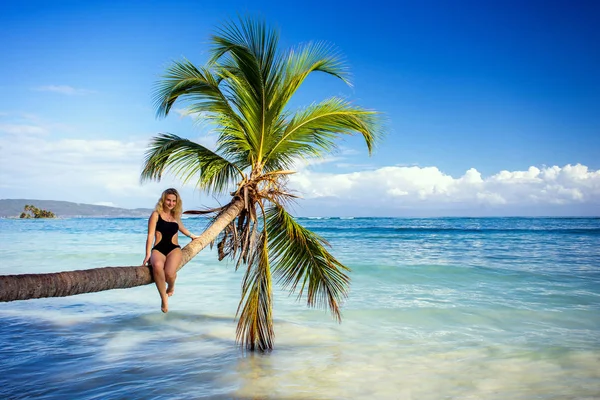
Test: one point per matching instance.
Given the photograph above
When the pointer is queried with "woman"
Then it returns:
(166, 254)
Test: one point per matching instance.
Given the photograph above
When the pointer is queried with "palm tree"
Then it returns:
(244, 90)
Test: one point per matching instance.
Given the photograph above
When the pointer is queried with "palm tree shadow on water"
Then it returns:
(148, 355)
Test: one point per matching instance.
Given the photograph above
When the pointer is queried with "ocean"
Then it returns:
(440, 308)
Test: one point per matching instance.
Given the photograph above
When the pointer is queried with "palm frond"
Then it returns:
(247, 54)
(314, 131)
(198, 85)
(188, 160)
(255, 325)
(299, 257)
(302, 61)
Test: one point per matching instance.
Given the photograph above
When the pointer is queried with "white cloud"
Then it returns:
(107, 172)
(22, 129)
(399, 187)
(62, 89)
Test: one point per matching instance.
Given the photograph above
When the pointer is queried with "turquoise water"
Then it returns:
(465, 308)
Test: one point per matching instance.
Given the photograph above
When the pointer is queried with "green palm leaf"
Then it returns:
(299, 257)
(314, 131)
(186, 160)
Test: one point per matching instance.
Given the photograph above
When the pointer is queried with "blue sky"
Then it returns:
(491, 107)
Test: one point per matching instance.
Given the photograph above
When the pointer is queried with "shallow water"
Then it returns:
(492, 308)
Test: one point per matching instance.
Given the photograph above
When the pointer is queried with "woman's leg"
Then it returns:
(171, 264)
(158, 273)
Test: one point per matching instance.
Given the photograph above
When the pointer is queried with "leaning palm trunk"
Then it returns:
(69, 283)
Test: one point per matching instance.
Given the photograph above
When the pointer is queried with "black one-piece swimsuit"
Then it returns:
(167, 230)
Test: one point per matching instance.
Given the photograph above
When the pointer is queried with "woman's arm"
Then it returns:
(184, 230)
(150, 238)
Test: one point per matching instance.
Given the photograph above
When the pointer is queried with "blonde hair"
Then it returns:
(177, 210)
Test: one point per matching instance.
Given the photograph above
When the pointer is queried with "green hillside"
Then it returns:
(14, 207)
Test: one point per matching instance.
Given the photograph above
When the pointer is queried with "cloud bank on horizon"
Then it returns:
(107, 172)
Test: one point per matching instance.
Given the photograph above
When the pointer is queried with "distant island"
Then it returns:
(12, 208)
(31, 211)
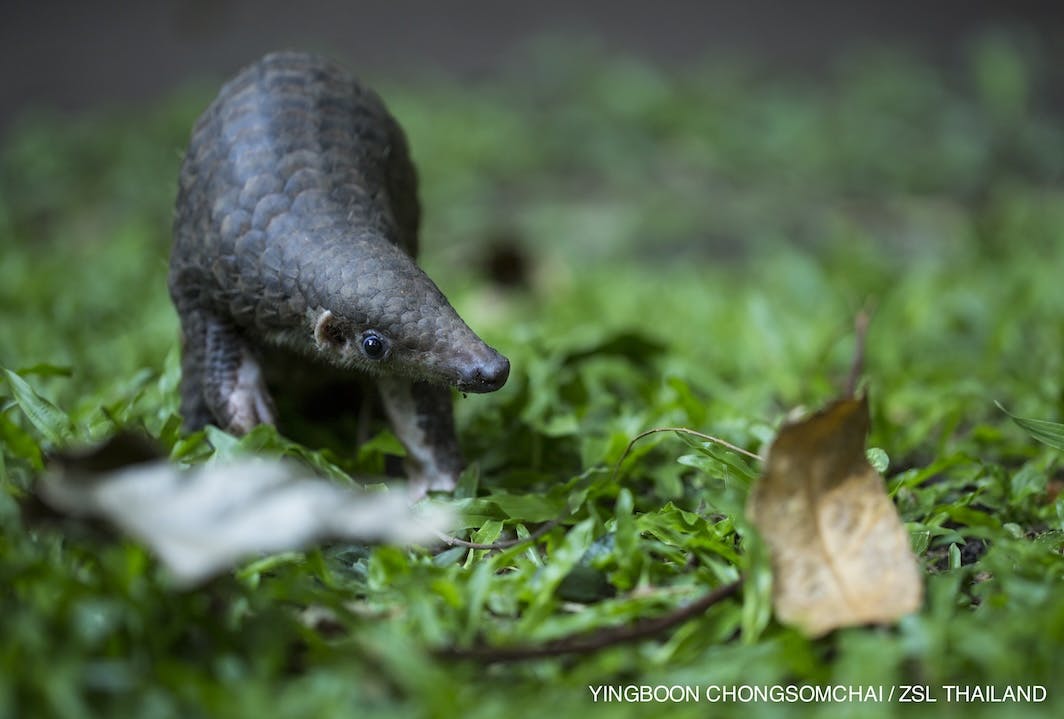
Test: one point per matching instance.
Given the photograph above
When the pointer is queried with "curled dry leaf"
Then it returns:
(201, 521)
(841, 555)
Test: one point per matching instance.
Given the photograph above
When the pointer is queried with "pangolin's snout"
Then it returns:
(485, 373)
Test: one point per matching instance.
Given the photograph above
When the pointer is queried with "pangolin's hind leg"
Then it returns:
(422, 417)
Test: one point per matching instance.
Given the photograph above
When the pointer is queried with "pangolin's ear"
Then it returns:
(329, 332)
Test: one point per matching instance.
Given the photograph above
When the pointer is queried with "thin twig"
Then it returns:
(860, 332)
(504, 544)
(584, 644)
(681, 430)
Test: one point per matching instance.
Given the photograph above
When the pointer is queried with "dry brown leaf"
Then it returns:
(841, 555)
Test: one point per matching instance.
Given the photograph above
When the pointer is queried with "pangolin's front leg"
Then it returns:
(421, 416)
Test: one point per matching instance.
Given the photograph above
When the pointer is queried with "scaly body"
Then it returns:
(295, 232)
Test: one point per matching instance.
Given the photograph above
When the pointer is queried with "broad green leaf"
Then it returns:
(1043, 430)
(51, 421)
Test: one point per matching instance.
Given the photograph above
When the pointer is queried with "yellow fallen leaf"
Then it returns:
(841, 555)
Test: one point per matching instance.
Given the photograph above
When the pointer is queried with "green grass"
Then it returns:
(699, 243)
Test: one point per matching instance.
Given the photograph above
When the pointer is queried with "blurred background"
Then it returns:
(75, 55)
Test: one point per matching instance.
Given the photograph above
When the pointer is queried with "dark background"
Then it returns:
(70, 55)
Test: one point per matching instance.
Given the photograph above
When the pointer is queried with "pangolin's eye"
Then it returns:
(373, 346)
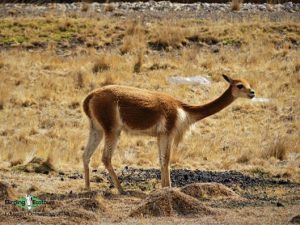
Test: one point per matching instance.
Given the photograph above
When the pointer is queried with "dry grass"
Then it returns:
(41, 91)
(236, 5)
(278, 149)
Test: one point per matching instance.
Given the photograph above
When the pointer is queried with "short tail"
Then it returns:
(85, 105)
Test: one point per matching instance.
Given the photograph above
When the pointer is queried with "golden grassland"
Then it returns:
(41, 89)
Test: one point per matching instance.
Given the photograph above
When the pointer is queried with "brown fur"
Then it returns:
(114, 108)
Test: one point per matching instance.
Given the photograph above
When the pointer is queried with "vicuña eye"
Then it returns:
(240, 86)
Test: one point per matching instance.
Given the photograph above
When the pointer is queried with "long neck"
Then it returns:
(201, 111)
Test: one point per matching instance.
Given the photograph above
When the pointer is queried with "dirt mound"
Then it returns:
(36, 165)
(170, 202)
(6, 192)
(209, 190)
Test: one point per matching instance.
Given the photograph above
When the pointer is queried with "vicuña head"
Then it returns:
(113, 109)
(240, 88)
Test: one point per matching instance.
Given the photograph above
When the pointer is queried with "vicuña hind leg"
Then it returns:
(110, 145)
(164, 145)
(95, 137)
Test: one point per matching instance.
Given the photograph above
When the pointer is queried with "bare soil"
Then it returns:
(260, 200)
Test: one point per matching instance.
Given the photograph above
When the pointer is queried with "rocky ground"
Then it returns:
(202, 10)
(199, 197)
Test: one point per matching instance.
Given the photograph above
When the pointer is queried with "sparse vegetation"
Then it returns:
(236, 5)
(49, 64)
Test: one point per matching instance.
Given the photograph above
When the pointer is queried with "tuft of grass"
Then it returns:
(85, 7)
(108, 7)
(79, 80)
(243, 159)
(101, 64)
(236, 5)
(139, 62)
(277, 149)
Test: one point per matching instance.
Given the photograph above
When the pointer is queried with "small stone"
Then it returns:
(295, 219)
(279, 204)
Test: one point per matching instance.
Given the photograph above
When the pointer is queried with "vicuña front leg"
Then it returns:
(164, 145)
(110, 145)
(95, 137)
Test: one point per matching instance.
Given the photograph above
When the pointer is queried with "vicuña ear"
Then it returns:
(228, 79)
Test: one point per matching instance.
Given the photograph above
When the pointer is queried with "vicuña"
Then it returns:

================

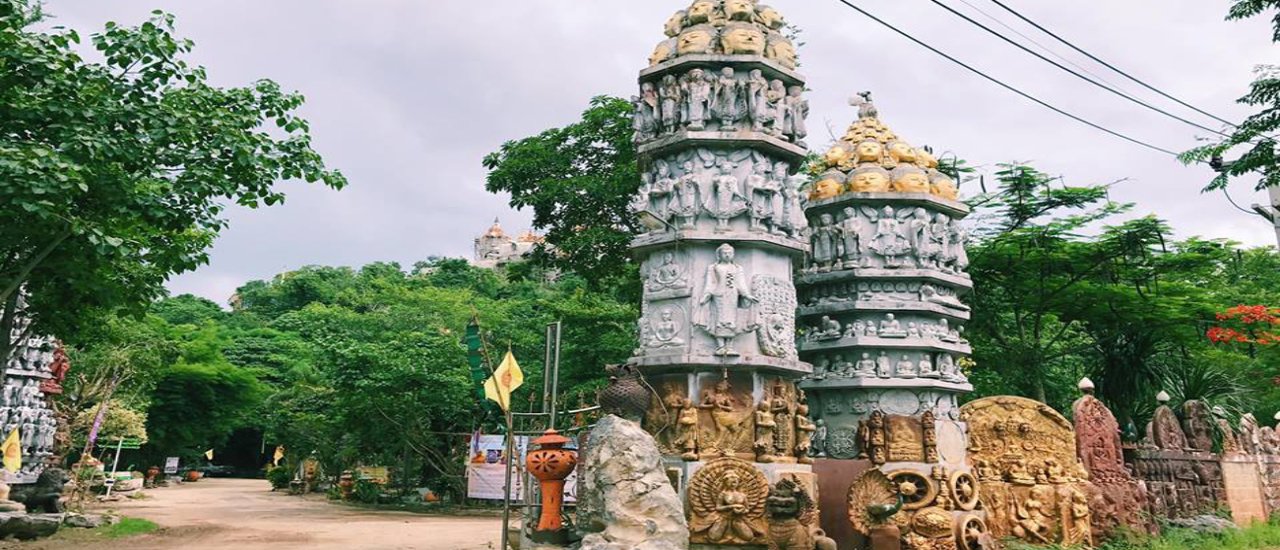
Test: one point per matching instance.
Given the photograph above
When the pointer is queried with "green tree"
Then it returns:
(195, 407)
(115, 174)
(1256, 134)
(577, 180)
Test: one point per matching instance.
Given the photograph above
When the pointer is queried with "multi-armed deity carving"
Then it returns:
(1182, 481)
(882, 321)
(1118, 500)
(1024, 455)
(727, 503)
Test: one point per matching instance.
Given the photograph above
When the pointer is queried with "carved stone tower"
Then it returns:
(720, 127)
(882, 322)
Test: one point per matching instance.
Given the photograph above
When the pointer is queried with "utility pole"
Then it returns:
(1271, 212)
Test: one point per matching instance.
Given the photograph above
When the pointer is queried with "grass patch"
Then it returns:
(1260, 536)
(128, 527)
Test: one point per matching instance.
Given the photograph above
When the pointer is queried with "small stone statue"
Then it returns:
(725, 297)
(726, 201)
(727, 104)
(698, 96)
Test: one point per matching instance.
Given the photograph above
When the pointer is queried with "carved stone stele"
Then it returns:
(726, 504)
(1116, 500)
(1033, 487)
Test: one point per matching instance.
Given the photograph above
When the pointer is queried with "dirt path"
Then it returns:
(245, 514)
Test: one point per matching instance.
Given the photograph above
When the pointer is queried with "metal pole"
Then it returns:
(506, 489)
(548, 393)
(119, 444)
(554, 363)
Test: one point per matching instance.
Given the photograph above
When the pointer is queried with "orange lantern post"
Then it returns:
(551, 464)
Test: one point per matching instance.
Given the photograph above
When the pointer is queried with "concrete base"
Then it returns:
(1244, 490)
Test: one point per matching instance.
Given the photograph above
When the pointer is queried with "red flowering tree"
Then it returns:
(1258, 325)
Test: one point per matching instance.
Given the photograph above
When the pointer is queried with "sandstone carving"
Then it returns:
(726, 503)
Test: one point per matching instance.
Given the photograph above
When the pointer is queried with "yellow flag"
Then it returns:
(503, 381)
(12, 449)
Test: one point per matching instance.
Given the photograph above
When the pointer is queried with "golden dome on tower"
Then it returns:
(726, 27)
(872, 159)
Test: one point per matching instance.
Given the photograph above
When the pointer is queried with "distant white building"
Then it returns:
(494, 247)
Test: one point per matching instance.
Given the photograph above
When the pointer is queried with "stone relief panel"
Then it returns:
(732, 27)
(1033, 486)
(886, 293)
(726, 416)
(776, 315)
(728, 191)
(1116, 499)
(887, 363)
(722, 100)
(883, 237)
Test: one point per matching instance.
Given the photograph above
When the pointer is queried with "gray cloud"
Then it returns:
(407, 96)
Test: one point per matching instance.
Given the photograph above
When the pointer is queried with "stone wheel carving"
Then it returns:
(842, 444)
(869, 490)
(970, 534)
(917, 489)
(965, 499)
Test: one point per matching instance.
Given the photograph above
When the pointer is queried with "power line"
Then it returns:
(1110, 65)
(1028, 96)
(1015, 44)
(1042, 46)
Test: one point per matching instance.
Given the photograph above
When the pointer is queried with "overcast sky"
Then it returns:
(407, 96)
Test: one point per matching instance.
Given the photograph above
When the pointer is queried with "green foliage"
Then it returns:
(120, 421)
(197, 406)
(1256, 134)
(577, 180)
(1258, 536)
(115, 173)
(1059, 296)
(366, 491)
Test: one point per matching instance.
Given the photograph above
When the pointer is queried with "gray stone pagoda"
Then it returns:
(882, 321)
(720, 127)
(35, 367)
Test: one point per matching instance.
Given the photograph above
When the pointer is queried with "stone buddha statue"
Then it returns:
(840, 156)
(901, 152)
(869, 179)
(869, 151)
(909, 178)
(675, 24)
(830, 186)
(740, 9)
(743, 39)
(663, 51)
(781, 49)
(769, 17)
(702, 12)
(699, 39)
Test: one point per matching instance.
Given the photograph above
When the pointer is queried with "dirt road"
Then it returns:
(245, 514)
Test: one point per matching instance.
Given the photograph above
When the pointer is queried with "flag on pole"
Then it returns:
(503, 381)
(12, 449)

================

_À faire_
Compte les lignes ci-dessus où figure le mot "tree". Donne seulement ce nombre.

_Réponse écrite_
4